• _Text section_
-------

Vigilant Parents Required

It wasn't that long ago that the bureaucracy at the Federal Communications Commission fell on its collective rump when, with Solomonic wisdom, it announced that use of the “f-bomb” over the broadcast airwaves didn't constitute an indecency so long as that word was used as an “intensifier” adjective and not a verb. The real world shook its head in disbelief, the appropriate cobwebs were cleared, and ultimately the FCC reversed itself.


Never underestimate a federal bureaucracy. The FCC has struck again.


One responsibility of this agency is to assign call letters to new TV and radio stations. The Honolulu Star-Bulletin has reported that deep in a 15 page list of new call letters issued by the FCC last month, the call letters KUNT were granted to a yet-unbuilt low-power digital television station in Wailuku, Maui.

 

The Honolulu paper discovered that the FCC doesn't actually hire a human to look over the call letter list. Apparently the agency's $300 million annual budget goes only so far. Assignment of the station letters is an automated process, according to Mary Diamond of the FCC's Office of Media Relations. Broadcasters use the FCC Web site to request and receive call letters with no oversight from any FCC human.


The station owners have now stepped in to reverse this outrage, and Kevin Bae, vice president of KM Communications Inc. in Skokie, Illinois, has now apologized. It is “extremely embarrassing for me and my company and we will file to change those call letters immediately.”


But this is not the first time the FCC has been asleep at the assignment desk, nor have other station owners reflected KM's responsibility. KCUF-FM near Aspen, Colorado got its F-word-in-reverse call letters in August of 2005 and has been on the air since December. 


It seems like everywhere parents turn, they are having to rush to the ramparts to protect their children from the noxious world of decadence advanced by the champions of “free expression.”


The New York Times has blown the whistle on a blogger in Los Angeles named Jack McClellan, a man who uses the Internet for a nefarious reason: to declare himself a pedophile and discuss how he likes to troll for little girls. We're told the police can do next to nothing, since McClellan appears to be doing nothing illegal. He publicly proclaims he wants only to engage in non-sexual contact with other people's grade-school daughters. Like hugging and caressing, you know. And bless his heart, he only advises other pedophiles on the Internet about good venues to pursue young girls. He prefers them aged three to eleven.


Mothers in Los Angeles are banding together to consider how to urge California state legislators to ban images of children on any kind of Web site with sexual content. “Just the idea that this person could get away with what he was doing and no one could press charges has made me angry,” said Jane Thompson, a stay-at-home mother in east Los Angeles. She has every reason to be upset. She told The New York Times she recently read Mr. McClellan's comments about a festival in her neighborhood in which he seemed to be describing her child. That crosses a frontier of creepiness that no parent should ever have to experience.


Mr. McClellan told the Times that two months ago he was more or less run out of Washington State after the news media there, along with various Web sites, drew attention to his activities. He had been posting nonsexual pictures of children on a Web site called “Seattle-Tacoma Girl Love,” intended to promote the acceptance of pedophiles, and to direct other pedophiles to events and places where children gather.

-------

• _Dataset excerpts_
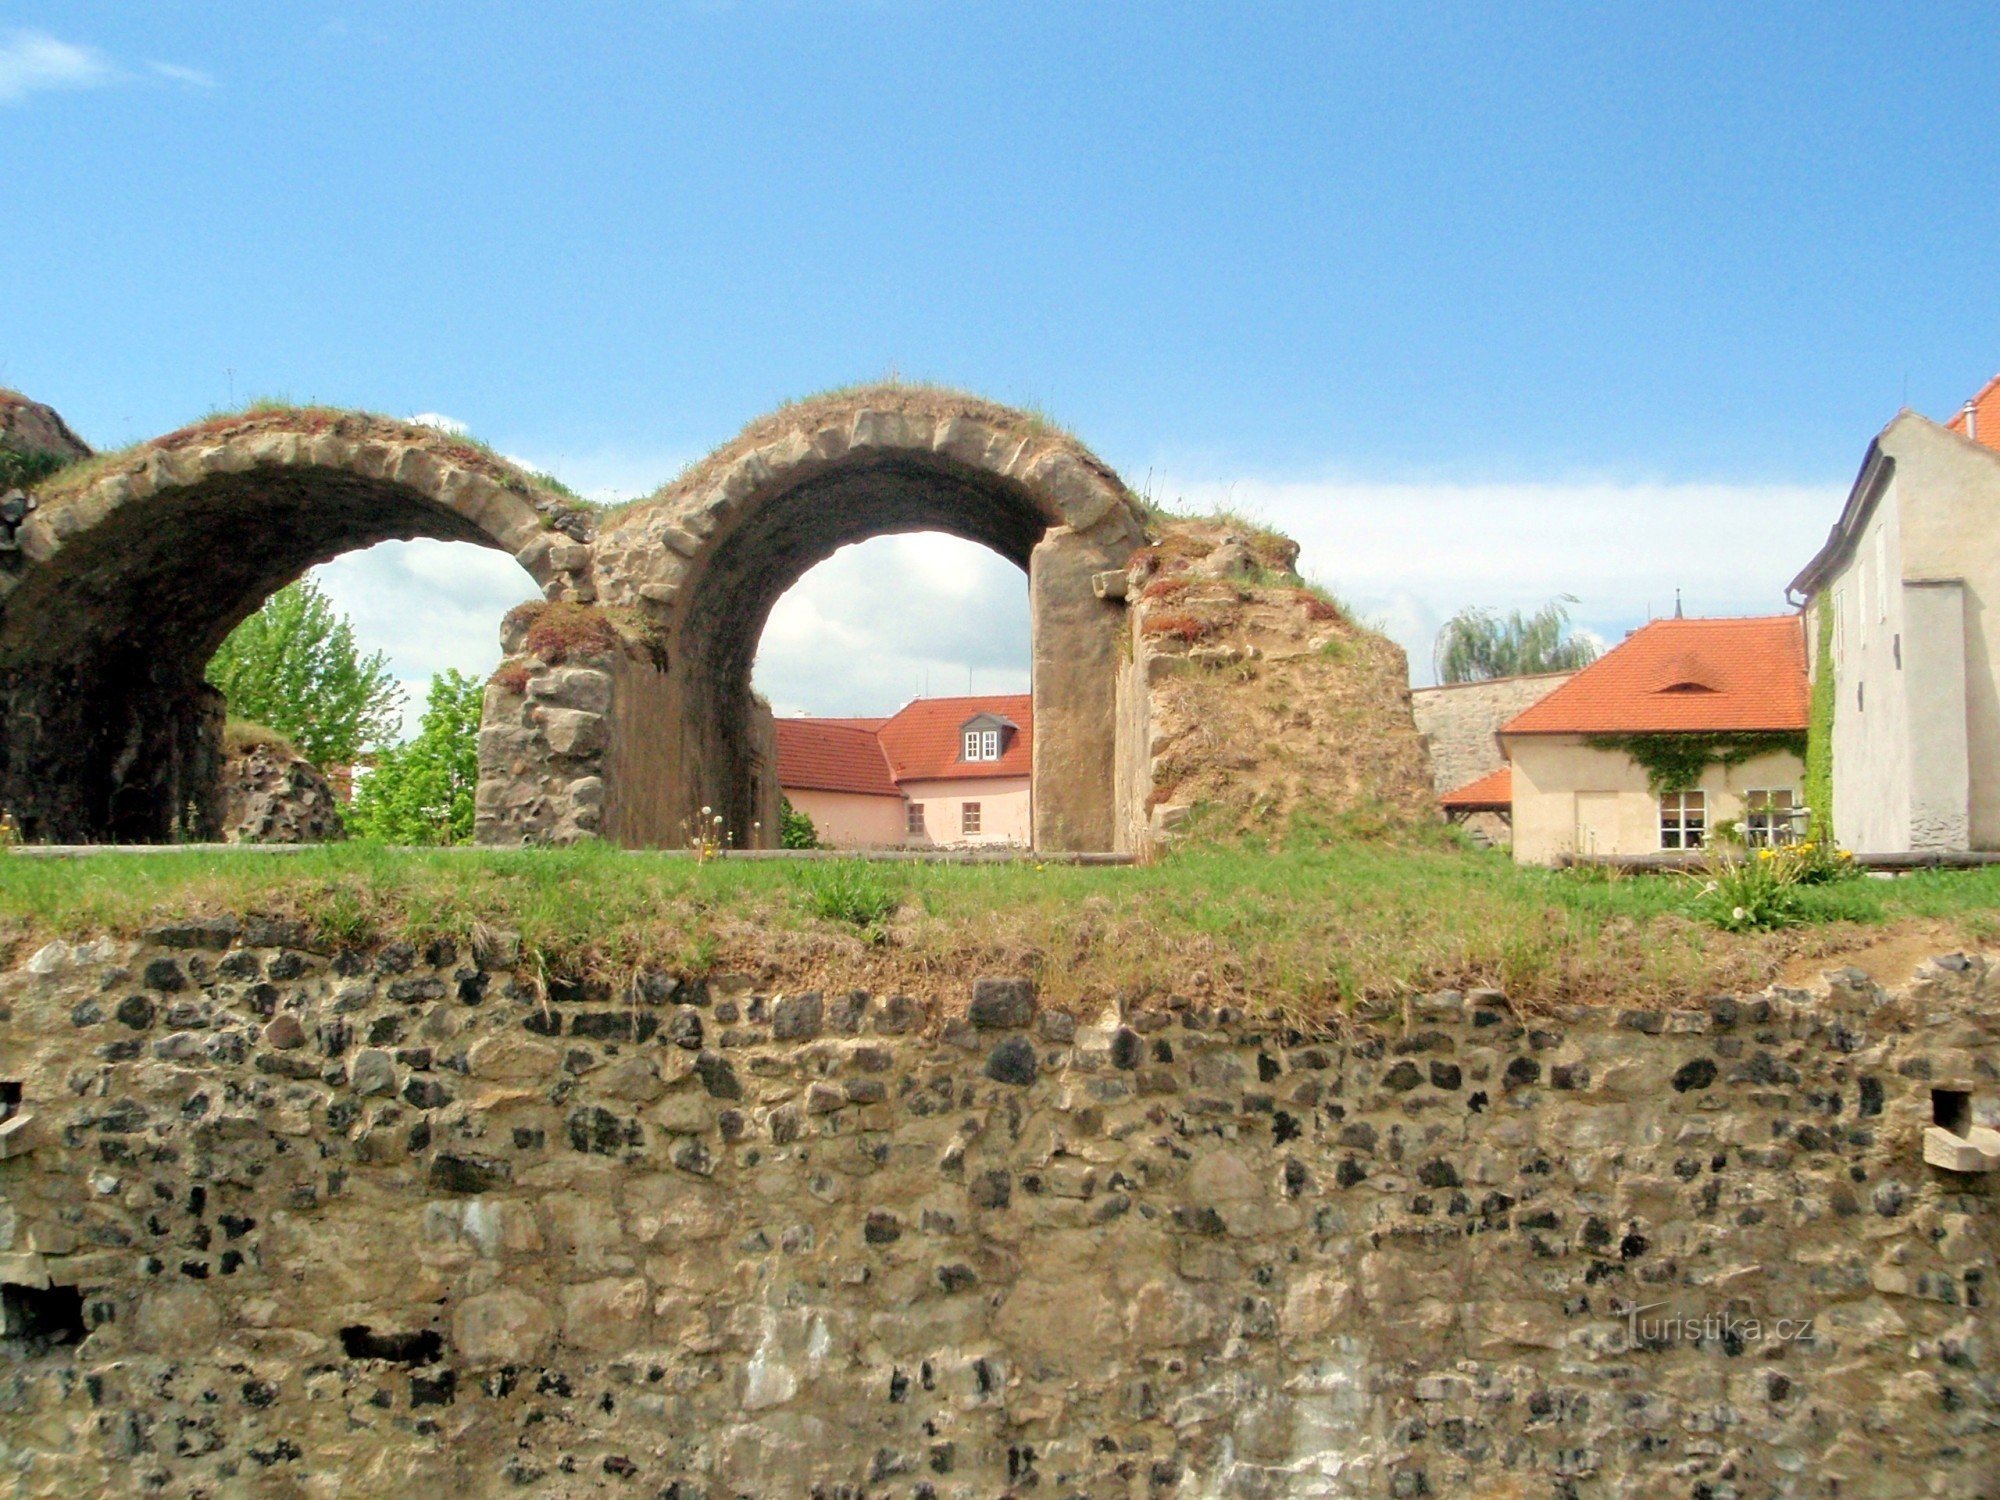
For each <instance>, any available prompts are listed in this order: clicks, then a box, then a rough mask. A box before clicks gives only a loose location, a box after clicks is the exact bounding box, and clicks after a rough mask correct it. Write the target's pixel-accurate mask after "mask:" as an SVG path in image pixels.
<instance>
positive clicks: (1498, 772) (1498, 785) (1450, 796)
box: [1438, 766, 1514, 812]
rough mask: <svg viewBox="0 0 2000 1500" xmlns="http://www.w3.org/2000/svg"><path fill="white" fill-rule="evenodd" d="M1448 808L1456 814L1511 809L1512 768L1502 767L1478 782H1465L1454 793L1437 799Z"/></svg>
mask: <svg viewBox="0 0 2000 1500" xmlns="http://www.w3.org/2000/svg"><path fill="white" fill-rule="evenodd" d="M1438 802H1442V804H1444V806H1448V808H1454V810H1458V812H1486V810H1492V808H1512V806H1514V768H1512V766H1502V768H1500V770H1490V772H1486V774H1484V776H1480V778H1478V780H1472V782H1466V784H1464V786H1460V788H1458V790H1456V792H1446V794H1444V796H1440V798H1438Z"/></svg>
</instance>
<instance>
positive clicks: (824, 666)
mask: <svg viewBox="0 0 2000 1500" xmlns="http://www.w3.org/2000/svg"><path fill="white" fill-rule="evenodd" d="M756 686H758V692H762V694H764V696H766V698H770V704H772V710H774V712H778V714H784V716H790V714H800V712H808V714H892V712H896V710H898V708H902V706H904V704H906V702H910V698H916V696H918V694H928V696H946V694H960V692H1026V690H1028V576H1026V574H1024V572H1022V570H1020V568H1016V566H1014V564H1012V562H1008V560H1006V558H1002V556H1000V554H996V552H990V550H986V548H984V546H980V544H978V542H964V540H960V538H956V536H942V534H936V532H920V534H916V536H880V538H876V540H872V542H862V544H858V546H846V548H840V552H836V554H834V556H832V558H828V560H826V562H822V564H820V566H818V568H812V570H810V572H808V574H806V576H804V578H800V580H798V584H794V586H792V590H790V592H788V594H786V596H784V598H782V600H778V606H776V608H774V610H772V612H770V622H768V624H766V626H764V640H762V644H760V648H758V658H756Z"/></svg>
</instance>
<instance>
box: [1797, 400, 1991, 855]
mask: <svg viewBox="0 0 2000 1500" xmlns="http://www.w3.org/2000/svg"><path fill="white" fill-rule="evenodd" d="M1996 446H2000V378H1996V380H1994V382H1990V384H1988V386H1986V390H1982V392H1980V394H1978V396H1976V398H1974V400H1972V402H1968V404H1966V410H1962V412H1960V414H1958V416H1956V418H1954V420H1952V422H1950V424H1948V426H1940V424H1936V422H1930V420H1928V418H1924V416H1918V414H1916V412H1902V414H1900V416H1898V418H1896V420H1894V422H1890V424H1888V426H1886V428H1884V430H1882V434H1880V436H1878V438H1876V440H1874V442H1872V444H1868V454H1866V458H1864V462H1862V470H1860V476H1858V478H1856V480H1854V488H1852V490H1850V494H1848V502H1846V506H1844V508H1842V512H1840V520H1838V522H1836V524H1834V530H1832V534H1830V536H1828V538H1826V546H1822V548H1820V552H1818V556H1816V558H1814V560H1812V562H1810V564H1808V566H1806V568H1804V572H1800V574H1798V578H1796V580H1792V592H1794V596H1798V598H1802V600H1804V604H1806V620H1808V626H1806V642H1808V650H1810V652H1812V676H1814V686H1816V692H1818V694H1820V698H1816V702H1818V704H1820V712H1818V718H1820V720H1824V718H1826V696H1830V708H1832V714H1830V718H1832V722H1830V726H1828V724H1824V722H1818V724H1816V726H1814V730H1816V732H1818V734H1828V730H1830V744H1832V820H1834V836H1836V838H1838V842H1840V844H1844V846H1846V848H1852V850H1856V852H1866V854H1900V852H1914V850H1940V852H1944V850H2000V452H1996Z"/></svg>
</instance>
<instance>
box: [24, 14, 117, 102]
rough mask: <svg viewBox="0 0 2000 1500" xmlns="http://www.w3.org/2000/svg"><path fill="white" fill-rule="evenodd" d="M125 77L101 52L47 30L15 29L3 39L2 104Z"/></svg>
mask: <svg viewBox="0 0 2000 1500" xmlns="http://www.w3.org/2000/svg"><path fill="white" fill-rule="evenodd" d="M120 78H122V74H120V72H118V68H116V66H114V64H112V60H110V58H106V56H104V54H102V52H98V50H96V48H90V46H76V44H74V42H60V40H56V38H54V36H50V34H48V32H34V30H14V32H8V34H6V38H4V40H0V104H20V102H22V100H26V98H28V96H30V94H36V92H46V90H58V88H102V86H104V84H114V82H118V80H120Z"/></svg>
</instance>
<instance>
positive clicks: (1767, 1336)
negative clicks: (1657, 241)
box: [1626, 1302, 1812, 1348]
mask: <svg viewBox="0 0 2000 1500" xmlns="http://www.w3.org/2000/svg"><path fill="white" fill-rule="evenodd" d="M1666 1306H1668V1304H1666V1302H1648V1304H1646V1306H1642V1308H1632V1310H1630V1312H1626V1338H1628V1340H1632V1344H1636V1346H1638V1344H1648V1346H1660V1344H1722V1346H1726V1348H1740V1346H1744V1344H1802V1342H1810V1340H1812V1318H1760V1316H1756V1314H1750V1312H1666Z"/></svg>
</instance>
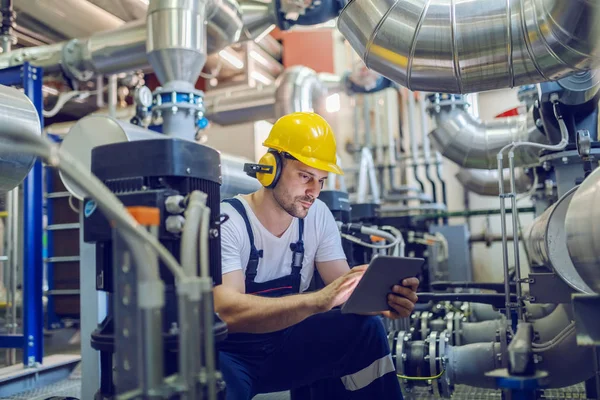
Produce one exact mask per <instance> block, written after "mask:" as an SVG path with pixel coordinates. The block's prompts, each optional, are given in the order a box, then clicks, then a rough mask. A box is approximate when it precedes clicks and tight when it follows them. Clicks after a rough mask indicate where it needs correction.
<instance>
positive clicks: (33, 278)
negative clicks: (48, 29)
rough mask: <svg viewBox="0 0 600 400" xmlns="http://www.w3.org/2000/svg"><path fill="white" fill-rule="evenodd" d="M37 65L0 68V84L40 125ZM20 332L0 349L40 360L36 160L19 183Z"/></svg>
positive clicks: (40, 336) (40, 353)
mask: <svg viewBox="0 0 600 400" xmlns="http://www.w3.org/2000/svg"><path fill="white" fill-rule="evenodd" d="M43 76H44V73H43V71H42V69H41V68H38V67H34V66H32V65H30V64H29V63H24V64H23V65H22V66H18V67H11V68H6V69H3V70H0V84H2V85H5V86H19V87H22V88H23V89H24V91H25V95H26V96H27V97H29V99H30V100H31V102H32V103H33V105H34V106H35V108H36V110H37V112H38V116H39V118H40V124H41V128H43V127H44V115H43V98H42V79H43ZM23 188H24V190H23V192H24V193H23V199H24V201H23V203H24V210H23V211H24V215H23V228H24V235H23V236H24V238H23V239H24V240H23V248H24V254H23V256H24V257H23V335H3V336H0V348H16V347H22V348H23V363H24V364H25V366H26V367H27V366H35V365H36V364H37V363H41V362H42V357H43V353H44V342H43V340H44V336H43V320H44V314H43V304H42V296H43V291H42V290H43V288H42V285H43V271H44V264H43V257H42V254H43V242H42V234H43V208H42V207H43V179H42V162H41V161H39V160H37V161H36V162H35V164H34V166H33V168H32V169H31V171H30V172H29V174H28V175H27V178H26V179H25V182H24V183H23Z"/></svg>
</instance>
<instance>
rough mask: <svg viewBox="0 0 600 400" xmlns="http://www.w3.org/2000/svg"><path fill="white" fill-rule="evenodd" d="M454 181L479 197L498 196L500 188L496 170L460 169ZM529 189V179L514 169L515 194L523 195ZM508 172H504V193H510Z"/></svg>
mask: <svg viewBox="0 0 600 400" xmlns="http://www.w3.org/2000/svg"><path fill="white" fill-rule="evenodd" d="M456 179H457V180H458V181H459V182H460V183H461V185H463V186H464V187H465V189H467V190H468V191H470V192H473V193H476V194H478V195H481V196H499V195H500V187H499V182H498V170H497V169H490V170H485V169H469V168H461V169H460V171H458V173H457V174H456ZM530 187H531V179H530V178H529V176H528V175H527V174H526V173H525V172H524V171H523V169H522V168H517V169H515V189H516V192H517V193H525V192H526V191H527V190H529V189H530ZM510 192H511V190H510V171H509V170H508V169H505V170H504V193H510Z"/></svg>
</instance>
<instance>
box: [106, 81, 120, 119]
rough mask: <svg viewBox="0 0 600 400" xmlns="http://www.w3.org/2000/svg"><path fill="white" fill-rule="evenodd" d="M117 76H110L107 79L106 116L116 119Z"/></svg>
mask: <svg viewBox="0 0 600 400" xmlns="http://www.w3.org/2000/svg"><path fill="white" fill-rule="evenodd" d="M117 89H118V83H117V75H110V76H109V77H108V115H109V116H111V117H113V118H116V117H117V101H118V97H117Z"/></svg>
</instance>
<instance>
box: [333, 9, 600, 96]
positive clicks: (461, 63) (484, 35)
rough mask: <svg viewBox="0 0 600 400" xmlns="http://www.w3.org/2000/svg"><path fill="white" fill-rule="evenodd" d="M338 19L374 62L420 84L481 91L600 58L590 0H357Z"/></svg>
mask: <svg viewBox="0 0 600 400" xmlns="http://www.w3.org/2000/svg"><path fill="white" fill-rule="evenodd" d="M337 26H338V28H339V30H340V32H341V33H342V35H343V36H344V37H345V38H346V39H347V40H348V42H349V43H350V45H351V46H352V48H353V49H354V50H355V51H356V52H357V53H358V54H359V55H360V57H361V58H362V59H363V61H364V62H365V64H366V65H367V67H368V68H369V69H371V70H373V71H375V72H378V73H380V74H381V75H383V76H385V77H387V78H389V79H391V80H393V81H395V82H397V83H399V84H401V85H402V86H405V87H407V88H409V89H410V90H415V91H416V90H419V91H430V92H435V91H443V92H446V93H472V92H482V91H486V90H493V89H501V88H510V87H515V86H521V85H525V84H531V83H537V82H543V81H550V80H556V79H558V78H561V77H564V76H566V75H569V74H573V73H576V72H580V71H582V70H587V69H594V68H597V67H599V66H600V5H599V4H598V2H595V1H591V0H572V1H568V2H565V1H563V0H513V1H498V0H476V1H470V2H457V1H450V2H449V1H447V0H415V1H392V2H388V1H382V0H376V1H372V0H351V1H350V2H349V3H348V4H347V5H346V7H345V8H344V9H343V10H342V12H341V14H340V16H339V18H338V22H337Z"/></svg>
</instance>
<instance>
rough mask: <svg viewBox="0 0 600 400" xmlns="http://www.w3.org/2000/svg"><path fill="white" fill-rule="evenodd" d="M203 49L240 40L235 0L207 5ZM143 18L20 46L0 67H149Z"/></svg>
mask: <svg viewBox="0 0 600 400" xmlns="http://www.w3.org/2000/svg"><path fill="white" fill-rule="evenodd" d="M207 19H208V22H207V26H206V31H207V52H208V54H212V53H216V52H218V51H220V50H222V49H223V48H225V47H226V46H228V45H230V44H232V43H235V42H237V41H238V40H240V37H241V32H242V29H243V21H242V16H241V11H240V8H239V5H238V3H237V2H236V1H235V0H216V1H213V2H211V3H210V4H209V6H208V8H207ZM146 40H147V32H146V21H145V20H139V21H135V22H131V23H127V24H123V25H121V26H119V27H118V28H116V29H113V30H109V31H105V32H99V33H96V34H93V35H92V36H90V37H88V38H86V39H73V40H70V41H67V42H61V43H56V44H52V45H48V46H39V47H33V48H22V49H18V50H15V51H12V52H9V53H6V54H0V69H4V68H7V67H11V66H15V65H21V64H23V62H25V61H29V62H30V63H32V64H33V65H36V66H41V67H44V72H56V71H60V70H61V69H62V71H64V72H65V73H66V74H68V75H69V76H71V77H73V78H75V79H79V80H88V79H91V78H92V77H93V76H94V75H96V74H115V73H119V72H125V71H132V70H136V69H143V70H150V63H149V61H148V57H147V56H146Z"/></svg>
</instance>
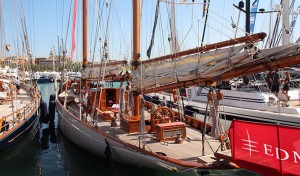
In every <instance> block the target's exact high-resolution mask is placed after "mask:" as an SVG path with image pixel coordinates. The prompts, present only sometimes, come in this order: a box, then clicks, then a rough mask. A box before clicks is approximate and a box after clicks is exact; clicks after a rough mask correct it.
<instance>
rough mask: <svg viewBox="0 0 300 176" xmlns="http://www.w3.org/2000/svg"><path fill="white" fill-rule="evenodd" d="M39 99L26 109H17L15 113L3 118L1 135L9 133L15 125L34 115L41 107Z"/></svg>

-------

• _Work instructions_
(1) In the column, who from the FCC's Office of Media Relations described call letter assignment as automated?
(2) Rewrite the column's paragraph beginning "The Honolulu paper discovered" as a short bulleted list that keeps its main facts.
Answer using only the column.

• _Solution list_
(1) Mary Diamond

(2)
- The FCC does not have a human look over the call letter list.
- The agency's annual budget is $300 million.
- According to Mary Diamond of the FCC's Office of Media Relations, assigning station letters is an automated process.
- Broadcasters request and receive call letters through the FCC Web site, with no oversight from any FCC human.